-- Begin Exercise data --
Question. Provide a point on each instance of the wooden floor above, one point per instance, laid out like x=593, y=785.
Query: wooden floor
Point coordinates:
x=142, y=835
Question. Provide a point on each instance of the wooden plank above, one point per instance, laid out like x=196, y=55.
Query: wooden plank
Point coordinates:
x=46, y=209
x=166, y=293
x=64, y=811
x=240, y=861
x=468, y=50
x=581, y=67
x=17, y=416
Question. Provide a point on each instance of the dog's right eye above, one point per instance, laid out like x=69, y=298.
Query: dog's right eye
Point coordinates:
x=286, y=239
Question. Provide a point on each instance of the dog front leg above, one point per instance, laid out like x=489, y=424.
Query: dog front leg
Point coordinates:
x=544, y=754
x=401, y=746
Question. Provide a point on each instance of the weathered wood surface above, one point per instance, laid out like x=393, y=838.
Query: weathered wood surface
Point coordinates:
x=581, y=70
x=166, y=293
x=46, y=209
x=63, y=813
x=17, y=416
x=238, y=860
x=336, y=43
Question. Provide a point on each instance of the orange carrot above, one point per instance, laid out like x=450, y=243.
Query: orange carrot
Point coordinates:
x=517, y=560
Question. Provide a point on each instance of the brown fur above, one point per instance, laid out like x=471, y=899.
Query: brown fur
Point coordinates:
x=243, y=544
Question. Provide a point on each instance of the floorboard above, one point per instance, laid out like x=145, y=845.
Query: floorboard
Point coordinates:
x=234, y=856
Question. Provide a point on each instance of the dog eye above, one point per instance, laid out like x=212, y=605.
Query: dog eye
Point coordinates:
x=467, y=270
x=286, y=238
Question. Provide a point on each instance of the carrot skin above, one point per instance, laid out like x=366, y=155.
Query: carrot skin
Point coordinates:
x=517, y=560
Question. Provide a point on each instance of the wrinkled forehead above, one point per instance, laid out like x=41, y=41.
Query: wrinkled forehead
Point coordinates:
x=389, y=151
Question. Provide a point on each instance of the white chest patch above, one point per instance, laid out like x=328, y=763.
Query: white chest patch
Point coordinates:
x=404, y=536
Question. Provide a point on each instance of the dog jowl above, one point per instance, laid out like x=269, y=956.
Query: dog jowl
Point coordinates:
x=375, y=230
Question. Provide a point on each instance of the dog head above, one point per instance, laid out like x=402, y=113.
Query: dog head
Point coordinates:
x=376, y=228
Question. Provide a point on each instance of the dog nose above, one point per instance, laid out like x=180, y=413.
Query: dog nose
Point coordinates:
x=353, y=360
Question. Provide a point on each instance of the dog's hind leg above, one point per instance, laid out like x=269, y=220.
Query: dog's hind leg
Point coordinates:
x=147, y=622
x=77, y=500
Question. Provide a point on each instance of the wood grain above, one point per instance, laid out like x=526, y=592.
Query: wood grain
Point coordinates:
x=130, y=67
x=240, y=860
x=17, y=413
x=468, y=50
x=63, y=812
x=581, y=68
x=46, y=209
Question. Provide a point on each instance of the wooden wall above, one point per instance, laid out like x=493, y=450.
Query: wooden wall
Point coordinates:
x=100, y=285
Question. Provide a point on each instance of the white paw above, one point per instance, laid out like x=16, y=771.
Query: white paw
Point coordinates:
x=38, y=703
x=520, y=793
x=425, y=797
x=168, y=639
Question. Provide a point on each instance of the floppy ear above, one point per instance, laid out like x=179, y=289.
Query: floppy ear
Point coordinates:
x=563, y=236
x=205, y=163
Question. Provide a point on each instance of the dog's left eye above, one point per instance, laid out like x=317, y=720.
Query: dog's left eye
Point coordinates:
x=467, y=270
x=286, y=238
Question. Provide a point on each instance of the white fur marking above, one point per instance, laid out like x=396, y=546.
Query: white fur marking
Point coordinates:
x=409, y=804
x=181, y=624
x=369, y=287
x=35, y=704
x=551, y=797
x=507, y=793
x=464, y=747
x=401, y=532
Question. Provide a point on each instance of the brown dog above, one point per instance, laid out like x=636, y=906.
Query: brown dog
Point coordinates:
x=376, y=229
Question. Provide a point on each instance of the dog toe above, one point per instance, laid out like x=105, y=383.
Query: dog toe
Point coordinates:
-- End Exercise data --
What the exercise asks
Update all the items above by replacing every "Point coordinates" with "Point locations", and give the full lines back with nothing else changed.

Right answer
Question. Provide a point on each instance of the wooden floor above, one point per instance, laid out like x=593, y=785.
Query: wooden floor
Point locations:
x=142, y=835
Question. Provide a point on each instance of the wooden plank above, one point per instance, laid out like x=196, y=55.
Query: wooden plank
Point locations:
x=46, y=209
x=166, y=293
x=64, y=811
x=240, y=861
x=468, y=50
x=581, y=67
x=17, y=416
Question. Provide a point on each instance of the dog's right eye above, one point per instance, laid out like x=69, y=298.
Query: dog's right eye
Point locations:
x=286, y=239
Question. Provide a point on each instance of the dog front leg above, one point per instance, laid out like x=489, y=424.
Query: dog front leg
Point locations:
x=544, y=754
x=401, y=746
Question. Provide a point on each instance of the weathered wood surface above, one point per instance, laid out like x=393, y=838.
Query: weathered wood surface
Point locations:
x=581, y=70
x=166, y=293
x=46, y=209
x=63, y=813
x=17, y=416
x=238, y=860
x=336, y=43
Question. Provide a point on each instance of the orange carrot above, one point per instance, laid out like x=450, y=243.
Query: orange carrot
Point locations:
x=517, y=560
Question. Provide a point on each instance of the brown fur above, one point per instance, laid out like x=471, y=899.
Query: brown fur
Point locations:
x=243, y=544
Question. Provide a point on each instance of the floorboard above, one point per instance, laid out like x=145, y=845.
Query: floorboard
Point locations:
x=234, y=856
Question. Provide a point on each instance of the dog eye above, one point per instance, laid out like x=212, y=605.
Query: dog eye
Point locations:
x=467, y=270
x=286, y=238
Question. Provide a point on each instance of the carrot skin above, one point per instance, laid out like x=366, y=155.
Query: carrot skin
Point locations:
x=517, y=560
Question. Provide a point on each instance of the wrinkled forehead above, one point per instance, laid out like x=41, y=41.
Query: wrinkled forehead
Point locations:
x=389, y=151
Question. Provide a point on each instance of the white chest patch above, one point per instance, laid out like x=328, y=763.
Query: white chest patch
Point locations:
x=404, y=536
Question. Provide a point on each instance of the dog jowl above, one point per instance, laid out like x=269, y=956.
Query: dog jowl
Point locations:
x=375, y=230
Question. Provide a point on each instance of the dog head above, one point per instance, laid out like x=402, y=113.
Query: dog head
Point locations:
x=376, y=228
Question. Provide a point on each instance of the dog nose above, one point per instance, laid out like x=180, y=413.
Query: dog nose
Point locations:
x=353, y=360
Question. Provide a point on each instance of the dog's hind leg above, one point per instance, laid out like x=269, y=220.
Query: dog's hind leg
Point locations:
x=147, y=622
x=77, y=500
Question. Provide a point on each instance of the wood grain above, one point per instance, laid out like x=526, y=592.
Query: wood grain
Point locations:
x=130, y=67
x=240, y=860
x=17, y=413
x=468, y=50
x=63, y=812
x=581, y=68
x=46, y=209
Question. Provide a point on each instance of the wooden wall above, one point per instance, laid out like x=493, y=450.
Query: wooden wall
Point locations:
x=100, y=285
Question. Provide a point on each instance of the white paw above, one point per instance, laid out like x=16, y=771.
Query: white paw
Point locations:
x=38, y=703
x=520, y=793
x=425, y=797
x=168, y=639
Question. Provide a point on each instance of the floppy ear above, one point per instance, laid out like x=179, y=289.
Query: floppy ear
Point locations:
x=563, y=236
x=205, y=163
Question. Provide a point on each instance of the dog's left eye above, one point per instance, laid out like x=317, y=720.
Query: dog's left eye
Point locations:
x=467, y=270
x=286, y=238
Question. Provide a point on each instance of the white fur marking above, one point per instance, laid out like x=396, y=546.
Query: white fur marking
Point locations:
x=409, y=804
x=181, y=624
x=369, y=287
x=35, y=704
x=551, y=797
x=507, y=793
x=464, y=747
x=401, y=532
Question. Provide a point on each instance of the brown dog above, one point per instance, laid out like x=636, y=906.
Query: brown dog
Point locations:
x=376, y=229
Question. Provide a point on each instance of the dog toe above, one point per instance, laid out like x=105, y=383.
Query: dog toe
Point locations:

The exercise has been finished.